### Text block
+++++

# 21st century works/composers in a minimalist/post-minimalist vein?



## fbjim (Mar 8, 2021)

Apologies if general recommendation threads are frowned upon, but- 

Some of my favorite 20th century works are from the likes of Reich and Glass - now I'm notoriously bad with having the energy to look at brand new works in any field of art, but as someone with no clue as to what the current trends are in 21st century music- are there any active minimalist composers past the Reich/Glass/Adams generation making music in that vein, or as an offshoot of that vein? (I don't know enough about contemporary art to know if minimalism is still considered a viable movement).


----------



## Nereffid (Feb 6, 2013)

The "obvious" answer is David Lang, Michael Gordon and Julia Wolfe - the founders of Bang on a Can.

Plenty to listen to here:
https://davidlangmusic.bandcamp.com/
https://juliawolfemusic.bandcamp.com/
https://michaelgordonmusic.bandcamp.com/

If Pulitzer Prizes matter to you, Lang won it for _The Little Match Girl Passion,_ Wolfe won it for _Anthracite Fields_.

Note added with my moderator hat on: general recommendation threads are most definitely not frowned upon!


----------



## Mandryka (Feb 22, 2013)

Is this the sort of thing you mean?






Or this


----------



## fbjim (Mar 8, 2021)

Mandryka said:


> Is this the sort of thing you mean?
> 
> 
> 
> ...


I'll give both of those a listen! I do really like solo piano for these kinds of works, though.


----------



## Mandryka (Feb 22, 2013)

fbjim said:


> I'll give both of those a listen! I do really like solo piano for these kinds of works, though.


Then how about this






But if not, there's a piano player called Jeroen van Veen who has made a speciality of recording Glass type piano music, he's someone to look into.


----------



## Mandryka (Feb 22, 2013)

+++++

### Action item A
Reproduce the stretch of the forum thread on minimalist composers from "Plenty to listen" through "for _Anthracite Fields_.".
### Action item B
Decide whether each statement agrees with the forum thread on minimalist composers, answering yes or no and quoting the deciding words: (i) Bang on a Can was founded by David Lang, Michael Gordon and Julia Wolfe. (ii) The moderator says general recommendation threads are frowned upon. (iii) Jeroen van Veen is described as a violinist.

### Record excerpts
+++++

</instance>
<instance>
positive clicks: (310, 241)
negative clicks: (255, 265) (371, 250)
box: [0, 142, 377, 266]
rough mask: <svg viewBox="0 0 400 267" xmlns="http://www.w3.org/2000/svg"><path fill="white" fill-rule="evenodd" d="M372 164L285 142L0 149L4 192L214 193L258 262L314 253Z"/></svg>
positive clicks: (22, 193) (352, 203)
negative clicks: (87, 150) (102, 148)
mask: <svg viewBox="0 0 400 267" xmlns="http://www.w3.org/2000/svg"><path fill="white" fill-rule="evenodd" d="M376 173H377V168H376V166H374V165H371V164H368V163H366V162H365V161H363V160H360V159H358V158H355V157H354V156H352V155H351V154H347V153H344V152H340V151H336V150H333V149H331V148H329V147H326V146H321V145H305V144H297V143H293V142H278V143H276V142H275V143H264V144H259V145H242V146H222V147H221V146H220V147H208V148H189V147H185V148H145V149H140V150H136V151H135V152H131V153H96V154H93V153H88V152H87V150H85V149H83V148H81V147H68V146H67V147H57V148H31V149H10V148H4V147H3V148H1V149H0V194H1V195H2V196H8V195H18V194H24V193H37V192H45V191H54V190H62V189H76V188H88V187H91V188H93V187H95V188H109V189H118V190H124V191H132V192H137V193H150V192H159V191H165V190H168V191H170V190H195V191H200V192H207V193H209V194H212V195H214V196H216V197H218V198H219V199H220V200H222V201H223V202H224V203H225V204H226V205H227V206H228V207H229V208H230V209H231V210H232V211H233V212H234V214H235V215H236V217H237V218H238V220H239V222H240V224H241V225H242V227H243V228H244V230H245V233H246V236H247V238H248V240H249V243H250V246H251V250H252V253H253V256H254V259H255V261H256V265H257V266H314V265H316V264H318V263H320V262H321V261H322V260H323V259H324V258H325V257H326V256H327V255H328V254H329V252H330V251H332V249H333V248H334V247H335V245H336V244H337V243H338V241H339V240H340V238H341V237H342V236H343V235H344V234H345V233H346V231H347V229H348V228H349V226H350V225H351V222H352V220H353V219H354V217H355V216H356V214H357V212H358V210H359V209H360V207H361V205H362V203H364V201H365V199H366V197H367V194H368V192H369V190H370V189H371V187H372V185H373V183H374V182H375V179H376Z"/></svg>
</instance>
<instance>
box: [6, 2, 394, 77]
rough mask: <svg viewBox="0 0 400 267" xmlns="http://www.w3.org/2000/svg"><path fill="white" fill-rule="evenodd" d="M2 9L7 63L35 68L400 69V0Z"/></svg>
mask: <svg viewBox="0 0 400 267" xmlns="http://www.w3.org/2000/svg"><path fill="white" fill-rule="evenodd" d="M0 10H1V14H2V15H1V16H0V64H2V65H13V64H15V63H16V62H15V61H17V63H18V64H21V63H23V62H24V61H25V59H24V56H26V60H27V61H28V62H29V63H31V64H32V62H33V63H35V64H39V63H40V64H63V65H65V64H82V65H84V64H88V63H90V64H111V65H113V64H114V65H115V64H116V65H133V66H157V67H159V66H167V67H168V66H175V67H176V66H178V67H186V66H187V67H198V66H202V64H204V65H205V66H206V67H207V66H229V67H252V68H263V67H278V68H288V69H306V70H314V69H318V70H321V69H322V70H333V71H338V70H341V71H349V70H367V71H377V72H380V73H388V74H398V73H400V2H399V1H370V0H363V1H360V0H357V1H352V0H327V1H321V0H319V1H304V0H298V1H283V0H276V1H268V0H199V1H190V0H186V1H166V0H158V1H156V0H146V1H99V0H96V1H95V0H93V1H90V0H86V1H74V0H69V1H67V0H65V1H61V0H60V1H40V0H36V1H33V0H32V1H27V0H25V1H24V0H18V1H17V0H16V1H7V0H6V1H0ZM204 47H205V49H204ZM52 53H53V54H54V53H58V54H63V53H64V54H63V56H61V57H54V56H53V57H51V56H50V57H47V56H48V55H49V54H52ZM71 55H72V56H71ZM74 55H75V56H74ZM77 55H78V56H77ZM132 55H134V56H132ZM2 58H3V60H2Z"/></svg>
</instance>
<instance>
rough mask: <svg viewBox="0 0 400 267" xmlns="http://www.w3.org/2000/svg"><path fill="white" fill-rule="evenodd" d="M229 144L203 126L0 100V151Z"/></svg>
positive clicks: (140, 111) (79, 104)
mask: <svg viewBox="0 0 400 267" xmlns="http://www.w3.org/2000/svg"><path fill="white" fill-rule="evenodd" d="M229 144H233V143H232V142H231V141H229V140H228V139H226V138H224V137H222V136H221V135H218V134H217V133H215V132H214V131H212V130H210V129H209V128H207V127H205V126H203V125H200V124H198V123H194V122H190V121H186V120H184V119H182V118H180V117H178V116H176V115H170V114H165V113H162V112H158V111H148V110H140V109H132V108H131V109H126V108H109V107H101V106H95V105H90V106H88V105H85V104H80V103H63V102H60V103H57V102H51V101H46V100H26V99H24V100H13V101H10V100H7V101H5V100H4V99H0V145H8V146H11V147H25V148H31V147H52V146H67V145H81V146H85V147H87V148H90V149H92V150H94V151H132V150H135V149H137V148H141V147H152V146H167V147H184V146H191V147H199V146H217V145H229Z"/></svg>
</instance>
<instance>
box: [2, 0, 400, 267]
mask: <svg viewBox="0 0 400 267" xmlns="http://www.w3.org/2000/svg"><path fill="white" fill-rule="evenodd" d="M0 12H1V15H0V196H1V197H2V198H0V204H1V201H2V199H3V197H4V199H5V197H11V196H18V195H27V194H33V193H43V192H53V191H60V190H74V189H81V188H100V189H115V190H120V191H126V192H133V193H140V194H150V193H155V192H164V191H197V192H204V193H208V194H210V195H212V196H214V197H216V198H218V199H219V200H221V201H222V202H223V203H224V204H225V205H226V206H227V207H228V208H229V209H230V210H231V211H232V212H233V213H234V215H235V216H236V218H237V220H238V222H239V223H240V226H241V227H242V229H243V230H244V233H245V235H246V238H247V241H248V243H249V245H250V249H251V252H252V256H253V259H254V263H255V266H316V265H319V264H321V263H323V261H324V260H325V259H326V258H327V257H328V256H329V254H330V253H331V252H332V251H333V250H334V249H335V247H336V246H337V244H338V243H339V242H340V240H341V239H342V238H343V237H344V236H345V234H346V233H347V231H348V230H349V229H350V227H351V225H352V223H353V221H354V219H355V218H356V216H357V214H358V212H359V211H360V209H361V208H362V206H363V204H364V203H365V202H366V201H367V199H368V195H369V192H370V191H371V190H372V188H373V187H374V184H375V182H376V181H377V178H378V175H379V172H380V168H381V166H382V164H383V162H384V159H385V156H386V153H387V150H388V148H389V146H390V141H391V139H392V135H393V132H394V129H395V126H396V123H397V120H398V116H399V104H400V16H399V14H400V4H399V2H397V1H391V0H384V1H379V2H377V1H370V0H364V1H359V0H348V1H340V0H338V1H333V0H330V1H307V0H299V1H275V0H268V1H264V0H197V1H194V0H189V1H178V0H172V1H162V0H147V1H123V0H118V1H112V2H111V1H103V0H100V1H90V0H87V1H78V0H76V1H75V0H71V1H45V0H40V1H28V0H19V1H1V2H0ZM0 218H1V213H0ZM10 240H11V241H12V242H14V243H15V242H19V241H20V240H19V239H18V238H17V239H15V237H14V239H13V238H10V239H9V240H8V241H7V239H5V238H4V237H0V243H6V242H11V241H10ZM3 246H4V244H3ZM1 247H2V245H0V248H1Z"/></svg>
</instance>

+++++

### Answer area A
Plenty to listen to here:
https://davidlangmusic.bandcamp.com/
https://juliawolfemusic.bandcamp.com/
https://michaelgordonmusic.bandcamp.com/

If Pulitzer Prizes matter to you, Lang won it for _The Little Match Girl Passion,_ Wolfe won it for _Anthracite Fields_.

### Answer area B
(i) Yes: "David Lang, Michael Gordon and Julia Wolfe - the founders of Bang on a Can"
(ii) No: "general recommendation threads are most definitely not frowned upon!"
(iii) No: "there's a piano player called Jeroen van Veen"